╭─ EXCERPTED DATA

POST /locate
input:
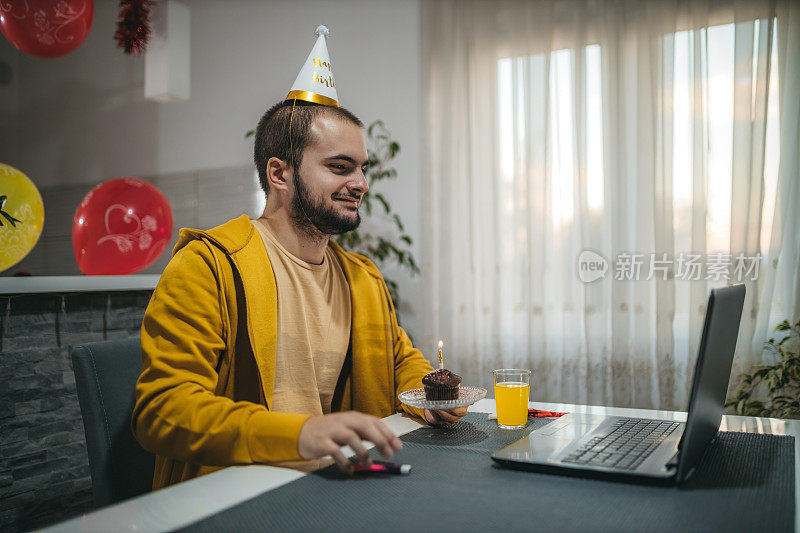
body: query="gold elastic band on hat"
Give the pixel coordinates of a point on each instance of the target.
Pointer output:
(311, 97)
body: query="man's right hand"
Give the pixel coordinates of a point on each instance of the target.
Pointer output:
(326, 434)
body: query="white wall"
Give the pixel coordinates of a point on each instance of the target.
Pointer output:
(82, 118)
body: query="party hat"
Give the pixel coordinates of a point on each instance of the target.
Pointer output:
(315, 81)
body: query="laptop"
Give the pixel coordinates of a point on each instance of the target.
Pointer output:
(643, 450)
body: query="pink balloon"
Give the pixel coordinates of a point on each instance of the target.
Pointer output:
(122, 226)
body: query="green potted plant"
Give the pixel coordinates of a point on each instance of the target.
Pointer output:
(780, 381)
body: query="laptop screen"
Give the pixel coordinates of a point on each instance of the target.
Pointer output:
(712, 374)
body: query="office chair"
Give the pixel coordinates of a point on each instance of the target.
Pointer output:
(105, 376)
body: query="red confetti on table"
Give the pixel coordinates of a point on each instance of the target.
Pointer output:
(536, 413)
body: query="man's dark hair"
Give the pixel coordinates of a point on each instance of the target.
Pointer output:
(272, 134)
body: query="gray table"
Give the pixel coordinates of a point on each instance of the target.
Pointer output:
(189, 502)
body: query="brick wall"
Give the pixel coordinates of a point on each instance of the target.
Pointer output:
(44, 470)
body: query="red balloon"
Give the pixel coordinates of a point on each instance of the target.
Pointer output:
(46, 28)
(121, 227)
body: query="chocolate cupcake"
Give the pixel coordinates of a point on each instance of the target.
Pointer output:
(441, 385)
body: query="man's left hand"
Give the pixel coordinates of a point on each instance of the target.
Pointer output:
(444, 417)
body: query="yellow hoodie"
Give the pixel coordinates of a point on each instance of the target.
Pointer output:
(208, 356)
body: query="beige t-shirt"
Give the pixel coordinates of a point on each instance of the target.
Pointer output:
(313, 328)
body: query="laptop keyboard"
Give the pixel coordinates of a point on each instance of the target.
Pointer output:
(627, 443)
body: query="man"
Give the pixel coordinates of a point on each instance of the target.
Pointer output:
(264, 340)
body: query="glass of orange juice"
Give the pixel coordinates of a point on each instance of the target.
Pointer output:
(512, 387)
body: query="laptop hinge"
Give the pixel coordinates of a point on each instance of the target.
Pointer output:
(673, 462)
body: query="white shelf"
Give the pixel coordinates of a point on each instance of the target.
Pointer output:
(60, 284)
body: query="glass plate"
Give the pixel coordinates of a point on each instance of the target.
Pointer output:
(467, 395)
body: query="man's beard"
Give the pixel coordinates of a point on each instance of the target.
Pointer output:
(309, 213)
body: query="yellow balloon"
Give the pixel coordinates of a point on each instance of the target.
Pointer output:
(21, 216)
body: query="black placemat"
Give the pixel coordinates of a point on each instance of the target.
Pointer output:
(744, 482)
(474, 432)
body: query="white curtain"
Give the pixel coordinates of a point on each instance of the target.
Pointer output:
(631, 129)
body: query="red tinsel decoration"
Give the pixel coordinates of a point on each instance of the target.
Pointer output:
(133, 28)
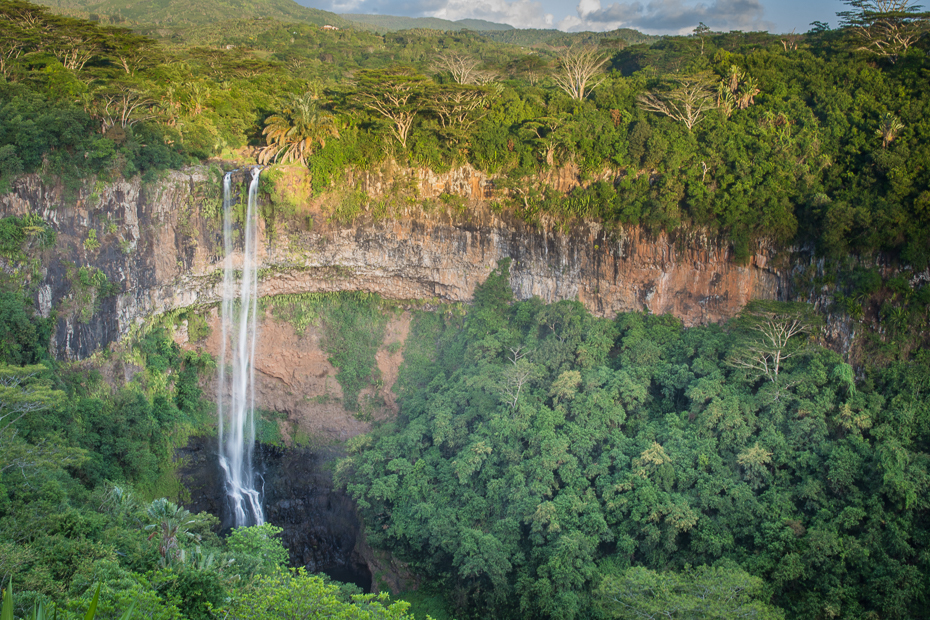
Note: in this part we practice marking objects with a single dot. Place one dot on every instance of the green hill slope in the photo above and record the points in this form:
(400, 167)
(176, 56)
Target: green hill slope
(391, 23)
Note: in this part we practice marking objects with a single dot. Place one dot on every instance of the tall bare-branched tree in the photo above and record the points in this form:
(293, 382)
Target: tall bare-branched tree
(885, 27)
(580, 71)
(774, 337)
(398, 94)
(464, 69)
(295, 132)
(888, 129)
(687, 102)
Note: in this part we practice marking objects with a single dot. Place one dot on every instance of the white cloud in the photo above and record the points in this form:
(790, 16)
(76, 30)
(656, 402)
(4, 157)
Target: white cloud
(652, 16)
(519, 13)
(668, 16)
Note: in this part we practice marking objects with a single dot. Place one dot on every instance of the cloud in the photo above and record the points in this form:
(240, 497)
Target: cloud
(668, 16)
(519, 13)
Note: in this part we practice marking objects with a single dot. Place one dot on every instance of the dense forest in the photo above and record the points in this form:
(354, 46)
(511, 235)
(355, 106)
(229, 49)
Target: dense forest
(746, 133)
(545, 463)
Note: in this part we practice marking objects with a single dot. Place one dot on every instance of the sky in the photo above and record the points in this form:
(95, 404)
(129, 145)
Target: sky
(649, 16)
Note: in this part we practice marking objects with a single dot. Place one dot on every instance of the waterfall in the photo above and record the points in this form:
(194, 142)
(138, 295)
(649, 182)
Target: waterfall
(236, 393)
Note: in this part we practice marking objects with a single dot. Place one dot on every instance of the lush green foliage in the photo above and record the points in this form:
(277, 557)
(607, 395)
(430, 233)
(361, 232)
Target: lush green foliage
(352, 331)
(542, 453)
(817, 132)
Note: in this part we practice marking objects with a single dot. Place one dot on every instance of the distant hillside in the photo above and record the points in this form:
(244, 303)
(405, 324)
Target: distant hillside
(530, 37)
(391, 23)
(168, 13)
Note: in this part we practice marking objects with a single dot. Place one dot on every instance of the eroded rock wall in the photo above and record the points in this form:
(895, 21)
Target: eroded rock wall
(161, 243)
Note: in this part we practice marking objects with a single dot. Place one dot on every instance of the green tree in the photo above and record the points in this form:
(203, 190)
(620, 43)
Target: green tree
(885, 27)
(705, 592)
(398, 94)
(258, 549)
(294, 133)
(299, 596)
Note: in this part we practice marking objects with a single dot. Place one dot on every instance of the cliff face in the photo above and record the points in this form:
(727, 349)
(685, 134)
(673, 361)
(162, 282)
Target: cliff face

╰─

# [ASSIGNED TASK]
Your answer should be the lines from the one containing "Target: distant hillside" to the end of the entries above, restated exactly and alone.

# [RESULT FOR THIS TASK]
Target: distant hillside
(530, 37)
(391, 23)
(168, 13)
Note: in this part we practice marking objects with a single dot. Place one dot on every instance of the eroded rock wall in the photo above and record the points in this form:
(895, 21)
Target: eroded rock wall
(161, 243)
Note: in this part we practice marking objects with a single dot. Place one dot on every instance of the green tree in the photo above and record the points in this form:
(203, 190)
(620, 43)
Target: green tree
(885, 27)
(705, 592)
(398, 94)
(258, 549)
(294, 133)
(299, 596)
Note: in this part we practice marking objects with a single dot. Place one dot on every instance of the cliff face in the photo above and record the points in this form:
(727, 349)
(685, 134)
(673, 361)
(162, 282)
Target: cliff face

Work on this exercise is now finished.